(SELECTED EXCERPT)

BBT? Do you mean BLT? Nope.
This is possibly the world’s best pasta salad. It’s quick, it tastes super fresh and it’s inexpensive to make. The flavors truly encompass summer. At least they so for me. Be forwarned. This recipe is not how I lost 40 lbs in the last year. LOL
But what’s the ‘B’ where the ‘L’ should be?
The secret ingredient is…
Basil has a tendency to make everything it touches taste ‘Italian’, but I promise this pasta salad is miles away from Italian. It’s cool, it’s creamy and it tastes like a BLT!
Mayo (I use Duke’s Light)
Bacon (I’m lazy and use Oscar Mayer Fully Cooked Bacon)
Red Wine Vinegar
Tomatoes (Fresh from my garden)
Basil (Fresh from my garden)
First things first, go ahead and start your pasta. For this recipe, I used 8 oz of pasta (half a 1 lb box) but I went ahead and cooked the whole box. You’re going to cook it according to the package directions. The extra pasta will store fine in the fridge for a few days. My kids like it heated with a little butter and Parmesan cheese. The rest of your prep can be done while your pasta cooks!

(OBJECTIVE 1) In the pasta salad recipe, switch "inexpensive" to "cheap" and give the part that opens with the words containing "This is possibly" and closes with "the ‘L’ should be?".
(OBJECTIVE 2) According to the pasta salad recipe, how much pasta does the dish use?
(OBJECTIVE 3) Write the next part of the pasta salad recipe, picking up after its final sentence.

(SOURCE EXCERPT)
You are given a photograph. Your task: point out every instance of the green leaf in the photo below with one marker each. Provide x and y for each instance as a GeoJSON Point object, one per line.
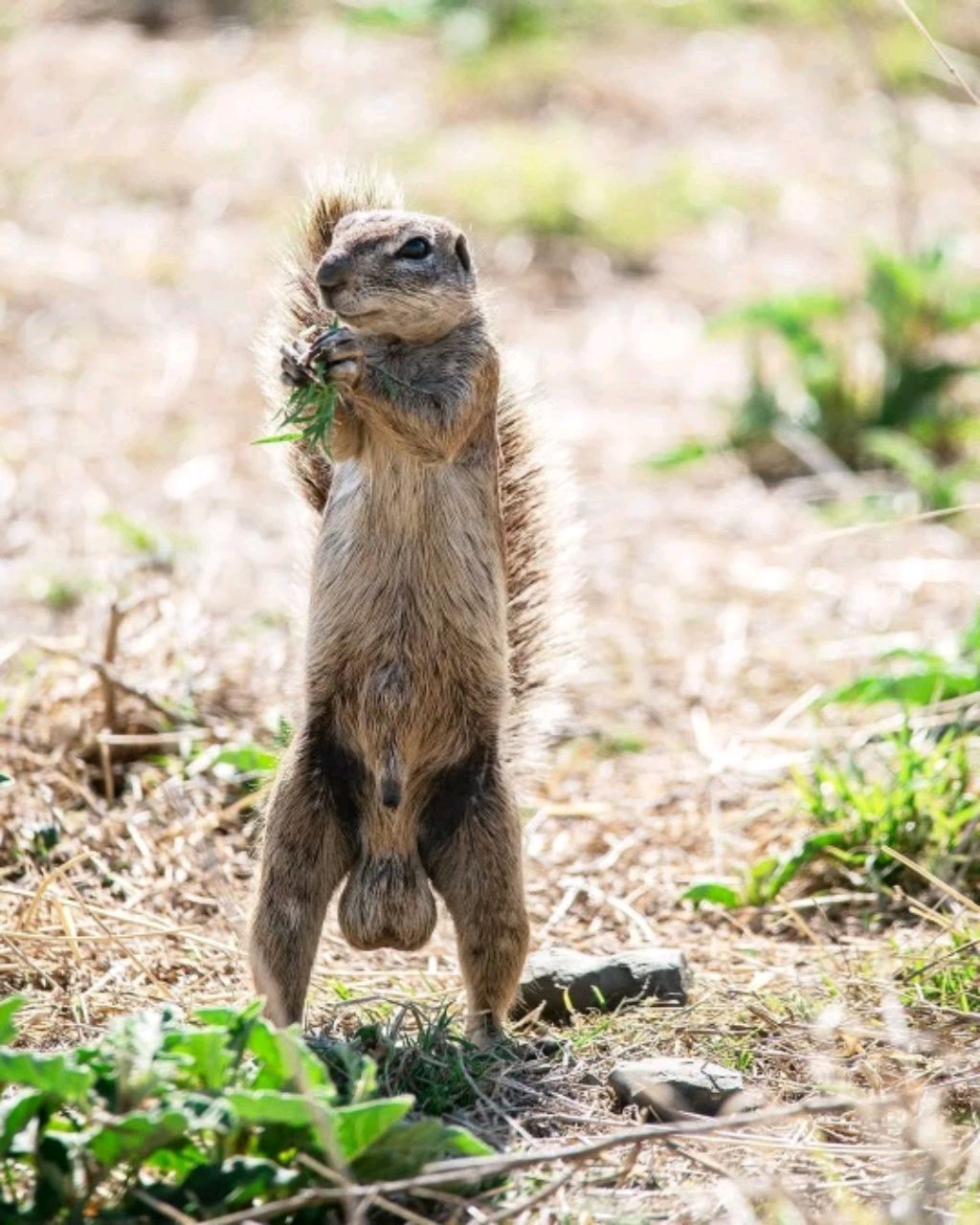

(OUTPUT 1)
This is possibly the world’s best pasta salad. It’s quick, it tastes super fresh and it’s cheap to make. The flavors truly encompass summer. At least they so for me. Be forwarned. This recipe is not how I lost 40 lbs in the last year. LOL
But what’s the ‘B’ where the ‘L’ should be?

(OUTPUT 2) 8 oz of pasta, which is half of a 1 lb box.

(OUTPUT 3)
Years ago, before I really learned anything about cooking, if a recipe called for a chopped tomato, I did just that. I took a tomato and I chopped it. The whole thing, less the stem of course. Of the years, I’ve learned a lesson about tomatoes. Seed them. Always seed them. A seeded tomato doesn’t add excess moisture or those pesky little seeds to recipes where they don’t belong. The easiest way to seed a tomato is to cut the top and bottom off your tomato, split it down the middle and use a spoon the scrape out the seeds. Once you’ve done that, place the halves skin side up and dice them up! For this, I used 4 tomatoes. I had three Roma and 1 Better Boy.
Who doesn’t love bacon? Well, my thighs have a love-hate relationship with it. That’s ok though. I don’t eat it too terribly often, but when I do I opt for Oscar Mayer Fully Cooked Bacon. #1 – It’s easy. #2 – There’s no greasy mess to deal with. #3 – It’s actually healthier than buying raw bacon and frying it. I used 10 slices of bacon. I simply pulled it out of the package, still cold, and chopped the heck out of it.
For the dressing, I started with a half cup of Duke’s Light Mayo. I know you can only get Duke’s in the south, so use what you can get. In my opinion, Kraft if the next best option. If you want, you could sub in a little fat-free sour cream or Greek yogurt here, but I personally want the mayo.
To the mayo, add 2 teaspoons of red wine vinegar. If you decide to use sour cream or Greek yogurt, I would probably skip this. Those are already tart on their own and I think this might be overkill.
Add some salt and pepper to taste, then give it a really good stir. Add the dressing, along with the tomato and bacon, to your drained pasta.
Here’s where the basil comes in. No chopping, no cutting. Just pluck the leaves, give them a quick tear to release the oils, and drop it in the pot. You’ll want a good little mound of it.
Stir, stir, stir!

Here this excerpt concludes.